Stored entries:
++++++++++++++++++++

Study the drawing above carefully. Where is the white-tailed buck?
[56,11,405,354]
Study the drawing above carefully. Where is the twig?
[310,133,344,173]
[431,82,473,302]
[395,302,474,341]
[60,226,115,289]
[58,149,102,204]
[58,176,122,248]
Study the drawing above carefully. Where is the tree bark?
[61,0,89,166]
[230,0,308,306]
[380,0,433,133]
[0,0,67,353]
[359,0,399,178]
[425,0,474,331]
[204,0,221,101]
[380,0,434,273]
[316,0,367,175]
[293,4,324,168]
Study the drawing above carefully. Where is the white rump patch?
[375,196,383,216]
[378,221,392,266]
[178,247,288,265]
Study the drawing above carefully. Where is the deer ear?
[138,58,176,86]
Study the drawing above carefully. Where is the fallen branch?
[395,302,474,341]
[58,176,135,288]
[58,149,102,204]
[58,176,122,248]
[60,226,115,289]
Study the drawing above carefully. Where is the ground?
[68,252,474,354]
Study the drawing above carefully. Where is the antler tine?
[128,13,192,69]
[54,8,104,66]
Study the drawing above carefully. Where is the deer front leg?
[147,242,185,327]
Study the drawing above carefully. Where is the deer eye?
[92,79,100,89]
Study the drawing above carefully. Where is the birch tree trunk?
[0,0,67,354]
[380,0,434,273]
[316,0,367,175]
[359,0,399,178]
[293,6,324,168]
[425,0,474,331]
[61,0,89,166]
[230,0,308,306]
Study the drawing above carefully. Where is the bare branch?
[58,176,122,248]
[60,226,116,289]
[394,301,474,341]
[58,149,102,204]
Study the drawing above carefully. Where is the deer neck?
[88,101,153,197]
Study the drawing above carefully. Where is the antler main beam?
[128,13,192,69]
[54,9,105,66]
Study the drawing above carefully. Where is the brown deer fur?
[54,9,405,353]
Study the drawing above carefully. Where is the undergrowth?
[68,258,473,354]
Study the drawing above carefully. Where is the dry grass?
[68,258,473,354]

++++++++++++++++++++

SET PROBLEM: How many lines in the rows above contain the string "white"? Case counts. Give only the number.

FINAL RESULT: 2